*Your task*
Please answer these questions from the Modern Britain review:
1. At which gallery was the exhibition held?
2. Who published the Kirker and Tomory book, and in what year?
3. Which Gertler painting does the review name, and what year is given for it?

*Text*
Saturday, March 22, 2008

MODERN BRITAIN, 1900-1960

"MODERN BRITAIN, 1900-1960; Masterworks from the Australian & New Zealand Collections"; November 15,2007 to February 24,2008, at the National Gallery of Victoria (International), Melbourne; or "THIRTEEN WAYS OF LOOKING AT A BLACKBIRD"

1

Would you like to write it then, Wallace? Oh, you've already written it. Hmmm. "I was of three minds", yeah, yeah. To have the three combine or coalesce; or, simply, one to concentrate. But there's another blackbird -- there! "Who can pick up the weight of Britain, / Who can move the German load / Or say to the French here is France again? // It is nothing, no great thing, nor man / Of ten brilliancies of battered gold / And fortunate stone. It moves its parade / Of motions in the mind and heart, // A gorgeous fortitude. Medium man / In February hears the imagination's hymns / And sees its images, its motions / And multitude of motions // And feels the imagination's mercies, / In a season more than sun and south wind, / Something returning from a deeper quarter, / A glacier running through delirium, // Making this heavy rock a place, / Which is not of our lives composed . . . / Lightly and lightly, O my land, / Move lightly through the air again." [Imago, 1948] Hmmm. An echo in my head of F. M.Ford's thought about the historical composition of the English which, in America's case after the 2nd World War, is the tale of a similar roosting. Thus New York's supplanting of Europe, yeah, yeah,one of those consoling ideas of youth which seemed then the keenest thought and not at all without a grain of truth. But the years pass and the New World's moment also passes; all that's subsumed as the International Style, grown in America, imported by everyone else, dulls as well. And all along one's been wondering what happened to Britain, to Germany, to France, what happened to Europe, what happened to the sovereignties of the rest of the world?

2

It was much anticipated to say the least. Several months out and the enthusiasm was building among friends including a bevy of local painters. For years Alan Pose & I have consulted the house copy of Anne Kirker & Peter Tomory's British Painting, 1800-1990, in Australian & New Zealand Public Collections (Beagle Press, 1997). We've imagined the show that could be mounted upon the foundation of our own Melbourne (NGV) collection; welcomed the little tasters along the way, always hoping for the bigger splash!
In that indispensable book's introduction, Anne Kirker writes, "In addition to providing a comprehensive listing of British paintings currently held in public collections in Australia & New Zealand, it could serve as an entry into a number of research topics, such as tracing the reception of British art in Australia..." (p9)
Anne Kirker was also the curator of the National Art Gallery of New Zealand's survey show, The First Fifty Years : British Art of the Twentieth Century(Wellington, 1981), admitting "an essentially modernist approach" but hoping "at the same time to make clear the overall diversity and richness of British art during the last fifty years of this century." The catalogue for the New Zealand show reproduces several of the pictures also found in the Melbourne show, the most striking of which is Gertler's classically sculptural yet palpably modern half-nude, The Straw Hat (1924).
And where is Anne Kirker now? Writing finely honed poems in Brisbane...

*Provided information*
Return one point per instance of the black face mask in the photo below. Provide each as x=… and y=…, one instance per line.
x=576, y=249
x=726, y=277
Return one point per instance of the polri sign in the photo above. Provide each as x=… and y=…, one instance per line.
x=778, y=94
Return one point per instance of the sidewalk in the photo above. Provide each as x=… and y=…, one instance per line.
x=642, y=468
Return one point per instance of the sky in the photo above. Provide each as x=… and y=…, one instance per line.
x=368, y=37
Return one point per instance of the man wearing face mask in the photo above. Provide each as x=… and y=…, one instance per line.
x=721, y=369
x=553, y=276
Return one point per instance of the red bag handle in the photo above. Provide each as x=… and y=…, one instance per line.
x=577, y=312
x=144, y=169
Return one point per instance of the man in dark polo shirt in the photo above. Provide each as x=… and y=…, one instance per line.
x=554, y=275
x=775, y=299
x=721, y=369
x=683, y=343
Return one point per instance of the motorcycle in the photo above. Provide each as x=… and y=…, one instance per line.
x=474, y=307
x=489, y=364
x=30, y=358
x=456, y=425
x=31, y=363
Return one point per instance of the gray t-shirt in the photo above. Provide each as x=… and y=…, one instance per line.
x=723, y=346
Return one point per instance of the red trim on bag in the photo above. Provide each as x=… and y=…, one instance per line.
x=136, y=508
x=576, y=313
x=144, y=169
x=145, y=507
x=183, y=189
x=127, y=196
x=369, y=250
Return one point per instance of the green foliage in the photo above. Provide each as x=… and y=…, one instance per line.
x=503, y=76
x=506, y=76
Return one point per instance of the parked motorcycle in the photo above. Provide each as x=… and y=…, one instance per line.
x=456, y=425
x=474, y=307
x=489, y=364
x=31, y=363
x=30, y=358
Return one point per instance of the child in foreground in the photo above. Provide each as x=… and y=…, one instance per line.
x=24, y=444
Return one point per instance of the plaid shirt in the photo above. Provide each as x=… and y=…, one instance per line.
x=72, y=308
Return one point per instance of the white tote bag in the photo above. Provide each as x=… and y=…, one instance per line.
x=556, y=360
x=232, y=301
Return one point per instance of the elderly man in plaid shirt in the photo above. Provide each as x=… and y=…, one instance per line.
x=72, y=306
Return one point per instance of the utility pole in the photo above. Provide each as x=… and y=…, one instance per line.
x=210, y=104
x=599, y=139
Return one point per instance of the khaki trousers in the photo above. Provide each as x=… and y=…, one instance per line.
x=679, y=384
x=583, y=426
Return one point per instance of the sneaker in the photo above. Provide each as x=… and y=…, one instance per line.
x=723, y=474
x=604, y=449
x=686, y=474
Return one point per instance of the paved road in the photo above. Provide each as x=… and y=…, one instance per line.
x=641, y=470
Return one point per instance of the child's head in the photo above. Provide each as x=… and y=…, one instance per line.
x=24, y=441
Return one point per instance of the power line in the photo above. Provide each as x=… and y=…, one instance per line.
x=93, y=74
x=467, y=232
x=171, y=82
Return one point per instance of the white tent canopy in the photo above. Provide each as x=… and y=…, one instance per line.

*Expected output*
1. The National Gallery of Victoria (International), Melbourne
2. Beagle Press, 1997
3. The Straw Hat, 1924